● ЦЕЛЬ ЗАДАНИЯ
Проверьте, согласуются ли с фрагментом о «Даре» три утверждения, и на каждое ответьте «да» или «нет», приведя решающие слова фрагмента дословно в кавычках. (a) Набоков сделал отца Федора натуралистом и автором шеститомного труда о чешуекрылых. (b) Федор твердо уверен, что его отец погиб. (c) Портрет Чернышевского основан на воспоминаниях людей, настроенных к нему неприязненно.

------ СТРАНИЦА

Нападки на Федора (как и позиция «Современных записок», потребовавших изъятия главы) объяснялись вовсе не тем, что кто-то посмел скептически оценить идеи Чернышевского, – это делалось не впервые и делалось без претензий на оригинальность. Гнев был вызван другим – никто прежде с таким скепсисом не писал о типе личности, воплотившемся в этом трибуне с «полуслепыми, серыми глазами, жиденькой бородкой, длинными спутанными волосами»: таким он предстает по выходе из каторги. Этот портрет тоже основывается на мемуарных свидетельствах, причем принадлежащих людям, о которых никто бы не сказал, что к Чернышевскому они были настроены неприязненно. Однако штрих за штрихом возникает образ, способный пробудить в лучшем случае сострадание – и гражданская казнь, и каторга, и вилюйское житье, которое оказалось хуже острога, просто взывают к таким чувствам, – но никак не восторженность. Тем более что в «Даре» представлен и другой тип русского деятельного человека, интеллектуала, истинного, в отличие от разночинцев, аристократа духа, – в нем представлен Константин Кириллович Годунов-Чердынцев.

Своих американских читателей Набоков просил ни в коем случае не смешивать его с Федором и не воспринимать старшего Годунова-Чердынцева как Владимира Дмитриевича, перенесенного из жизни в литературу. Вероятно, с целью затруднить подобные отождествления он и сделал отца Федора натуралистом, автором шеститомного труда о чешуекрылых, исследователем Центральной Азии, погибшим – если он вправду погиб, хотя Федор, противясь очевидности, в это до конца не верит, – не от пуль черносотенцев, а скорее всего от руки какого-нибудь приверженца революционного правосознания, который расстрелял его без суда и следствия где-нибудь в туркестанских степях, на глухой станции, в огороде темной ночью.

Впрочем, дело не в беллетристическом камуфляже, который все равно не в состоянии скрыть автобиографичности эпизодов, связанных с отцом. Дело скорее в том, что вся эта линия сюжета опирается на литературную модель, которая прямо названа автором, заставившим Федора написать матери, что он думает о книге, посвященной отцу, и что замыслить ее «помог прозрачный ритм „Арзрума“». У Пушкина непосредственно в тексте упоминаются источники, откуда почерпнуты сведения по этнографии Кавказа и подробности военной кампании, которыми поэт не располагал из непосредственного наблюдения. Присутствие в рассказе личных впечатлений путешественника сообщает пушкинским описаниям особую достоверность, и кажется, что все рассказанное на самом деле увидено, испытано, пережито повествователем. Однако по большей части этот результат достигнут благодаря очень тонкому использованию чужих текстов – записок, реляций, отчетов.

------------
------ ИСХОДНЫЕ ДАННЫЕ

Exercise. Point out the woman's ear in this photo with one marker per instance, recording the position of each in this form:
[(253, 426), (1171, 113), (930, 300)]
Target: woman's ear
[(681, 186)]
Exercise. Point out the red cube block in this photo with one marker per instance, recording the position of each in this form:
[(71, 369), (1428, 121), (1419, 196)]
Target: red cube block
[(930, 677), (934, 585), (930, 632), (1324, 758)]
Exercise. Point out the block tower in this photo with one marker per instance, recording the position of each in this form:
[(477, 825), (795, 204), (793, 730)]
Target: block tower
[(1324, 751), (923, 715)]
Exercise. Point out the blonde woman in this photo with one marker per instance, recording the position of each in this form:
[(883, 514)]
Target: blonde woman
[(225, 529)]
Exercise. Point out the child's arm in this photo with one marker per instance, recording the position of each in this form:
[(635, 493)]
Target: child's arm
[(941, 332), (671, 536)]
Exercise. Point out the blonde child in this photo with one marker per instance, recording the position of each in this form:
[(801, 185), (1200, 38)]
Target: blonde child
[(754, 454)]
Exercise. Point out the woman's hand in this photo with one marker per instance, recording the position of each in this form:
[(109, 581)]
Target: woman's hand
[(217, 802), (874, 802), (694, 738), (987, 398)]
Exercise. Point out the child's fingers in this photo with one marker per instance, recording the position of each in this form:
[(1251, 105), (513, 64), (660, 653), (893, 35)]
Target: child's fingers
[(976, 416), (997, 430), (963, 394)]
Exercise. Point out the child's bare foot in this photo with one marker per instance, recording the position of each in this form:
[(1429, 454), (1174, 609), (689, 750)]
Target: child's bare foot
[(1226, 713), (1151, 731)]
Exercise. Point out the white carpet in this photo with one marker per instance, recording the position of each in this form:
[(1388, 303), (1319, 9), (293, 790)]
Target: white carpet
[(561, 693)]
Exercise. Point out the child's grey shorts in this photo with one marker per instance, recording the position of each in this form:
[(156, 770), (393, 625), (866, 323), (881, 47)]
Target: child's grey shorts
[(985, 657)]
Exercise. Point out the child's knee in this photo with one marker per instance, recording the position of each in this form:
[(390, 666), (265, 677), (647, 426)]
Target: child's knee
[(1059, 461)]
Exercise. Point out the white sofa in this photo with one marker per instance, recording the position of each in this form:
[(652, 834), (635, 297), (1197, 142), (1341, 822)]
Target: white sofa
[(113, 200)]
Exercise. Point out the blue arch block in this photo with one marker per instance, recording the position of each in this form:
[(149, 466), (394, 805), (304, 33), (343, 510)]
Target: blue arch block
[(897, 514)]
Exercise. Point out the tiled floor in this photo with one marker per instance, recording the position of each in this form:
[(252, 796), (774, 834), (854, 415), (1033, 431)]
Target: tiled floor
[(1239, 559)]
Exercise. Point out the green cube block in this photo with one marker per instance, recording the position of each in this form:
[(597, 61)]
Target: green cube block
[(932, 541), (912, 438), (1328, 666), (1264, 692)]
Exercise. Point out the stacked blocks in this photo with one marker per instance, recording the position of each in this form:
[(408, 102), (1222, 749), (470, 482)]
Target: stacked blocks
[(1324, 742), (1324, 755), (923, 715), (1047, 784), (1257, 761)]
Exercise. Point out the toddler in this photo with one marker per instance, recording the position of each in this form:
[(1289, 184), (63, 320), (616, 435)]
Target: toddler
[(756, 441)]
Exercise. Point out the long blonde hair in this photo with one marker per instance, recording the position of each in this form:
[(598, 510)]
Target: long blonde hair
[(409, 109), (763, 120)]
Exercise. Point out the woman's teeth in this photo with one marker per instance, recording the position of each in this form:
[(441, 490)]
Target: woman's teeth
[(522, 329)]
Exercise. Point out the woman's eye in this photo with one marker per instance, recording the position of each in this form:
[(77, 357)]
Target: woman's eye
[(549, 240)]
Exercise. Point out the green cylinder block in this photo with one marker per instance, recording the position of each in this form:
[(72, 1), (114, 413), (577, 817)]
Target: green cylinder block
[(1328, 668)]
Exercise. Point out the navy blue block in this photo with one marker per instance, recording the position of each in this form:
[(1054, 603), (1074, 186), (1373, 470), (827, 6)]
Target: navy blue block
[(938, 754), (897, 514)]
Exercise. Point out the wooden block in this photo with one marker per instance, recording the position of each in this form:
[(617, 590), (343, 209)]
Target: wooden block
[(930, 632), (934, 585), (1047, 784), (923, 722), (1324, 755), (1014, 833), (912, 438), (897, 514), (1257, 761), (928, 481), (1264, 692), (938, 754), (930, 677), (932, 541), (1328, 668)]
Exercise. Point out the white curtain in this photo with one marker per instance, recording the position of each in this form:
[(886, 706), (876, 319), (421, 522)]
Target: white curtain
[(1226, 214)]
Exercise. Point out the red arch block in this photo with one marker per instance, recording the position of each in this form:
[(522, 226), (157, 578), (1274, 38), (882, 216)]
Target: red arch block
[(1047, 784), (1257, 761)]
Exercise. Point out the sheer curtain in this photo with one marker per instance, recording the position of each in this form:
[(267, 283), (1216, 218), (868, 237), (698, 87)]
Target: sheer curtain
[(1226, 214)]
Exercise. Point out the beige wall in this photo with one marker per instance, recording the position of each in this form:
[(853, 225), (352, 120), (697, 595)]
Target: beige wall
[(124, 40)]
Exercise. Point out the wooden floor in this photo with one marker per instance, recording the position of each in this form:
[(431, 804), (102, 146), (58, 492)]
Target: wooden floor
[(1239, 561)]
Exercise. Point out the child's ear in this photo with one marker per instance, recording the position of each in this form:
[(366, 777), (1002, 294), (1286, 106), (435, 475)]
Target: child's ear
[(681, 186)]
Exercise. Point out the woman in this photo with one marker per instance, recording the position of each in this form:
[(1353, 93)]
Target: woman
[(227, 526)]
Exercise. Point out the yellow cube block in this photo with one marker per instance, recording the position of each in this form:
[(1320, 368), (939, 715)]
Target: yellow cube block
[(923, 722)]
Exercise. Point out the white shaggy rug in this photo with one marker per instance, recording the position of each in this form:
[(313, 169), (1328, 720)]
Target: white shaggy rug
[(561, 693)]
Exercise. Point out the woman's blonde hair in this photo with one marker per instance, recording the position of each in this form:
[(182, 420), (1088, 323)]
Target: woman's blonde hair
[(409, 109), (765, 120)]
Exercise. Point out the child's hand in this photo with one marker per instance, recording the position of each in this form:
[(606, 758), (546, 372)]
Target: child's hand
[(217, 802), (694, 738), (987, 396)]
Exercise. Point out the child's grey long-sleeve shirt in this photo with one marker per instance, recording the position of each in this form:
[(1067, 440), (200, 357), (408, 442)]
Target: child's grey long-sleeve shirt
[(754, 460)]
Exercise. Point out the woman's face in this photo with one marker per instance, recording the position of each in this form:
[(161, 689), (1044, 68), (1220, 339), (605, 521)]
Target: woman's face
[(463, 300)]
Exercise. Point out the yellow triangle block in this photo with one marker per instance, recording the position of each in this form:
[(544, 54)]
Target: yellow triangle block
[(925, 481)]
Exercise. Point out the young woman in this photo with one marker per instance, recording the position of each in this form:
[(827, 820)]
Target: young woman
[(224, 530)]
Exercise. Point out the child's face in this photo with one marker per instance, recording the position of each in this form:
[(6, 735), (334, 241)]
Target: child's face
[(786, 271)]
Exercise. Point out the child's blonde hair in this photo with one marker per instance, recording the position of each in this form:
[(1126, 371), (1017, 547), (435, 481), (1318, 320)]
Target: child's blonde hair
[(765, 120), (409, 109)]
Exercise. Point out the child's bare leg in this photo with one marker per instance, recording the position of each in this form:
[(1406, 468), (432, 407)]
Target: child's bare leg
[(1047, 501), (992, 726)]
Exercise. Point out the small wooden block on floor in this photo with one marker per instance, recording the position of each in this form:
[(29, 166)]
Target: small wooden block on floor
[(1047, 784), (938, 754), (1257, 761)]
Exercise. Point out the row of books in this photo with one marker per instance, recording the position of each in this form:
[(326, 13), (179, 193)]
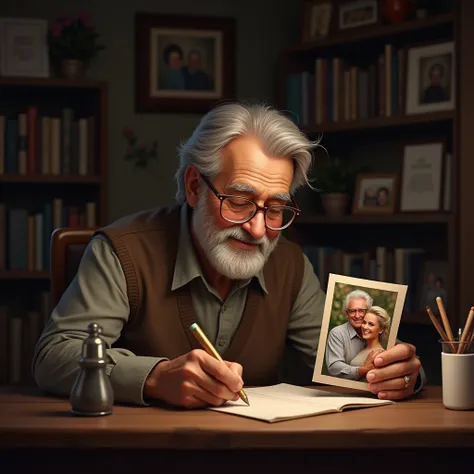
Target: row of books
[(33, 144), (426, 278), (340, 91), (19, 332), (25, 236)]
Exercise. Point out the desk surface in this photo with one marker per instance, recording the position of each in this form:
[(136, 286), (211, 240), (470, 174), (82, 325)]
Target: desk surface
[(28, 418)]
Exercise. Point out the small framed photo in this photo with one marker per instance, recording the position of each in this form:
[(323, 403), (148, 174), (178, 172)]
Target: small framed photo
[(375, 193), (183, 63), (358, 13), (431, 80), (422, 177), (361, 319), (317, 16), (24, 47)]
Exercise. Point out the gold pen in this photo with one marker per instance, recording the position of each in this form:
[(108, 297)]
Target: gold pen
[(211, 350)]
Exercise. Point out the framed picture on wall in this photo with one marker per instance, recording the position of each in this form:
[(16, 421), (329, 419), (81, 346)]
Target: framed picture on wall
[(183, 63), (375, 193), (431, 81), (317, 16), (422, 177), (353, 14), (24, 47)]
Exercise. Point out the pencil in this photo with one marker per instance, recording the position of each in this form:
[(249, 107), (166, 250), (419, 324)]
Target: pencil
[(466, 334), (211, 350), (444, 318)]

------------

● ПОЛНЫЙ ОТВЕТ
(a) Да: «он и сделал отца Федора натуралистом, автором шеститомного труда о чешуекрылых».
(b) Нет: «хотя Федор, противясь очевидности, в это до конца не верит».
(c) Нет: «принадлежащих людям, о которых никто бы не сказал, что к Чернышевскому они были настроены неприязненно».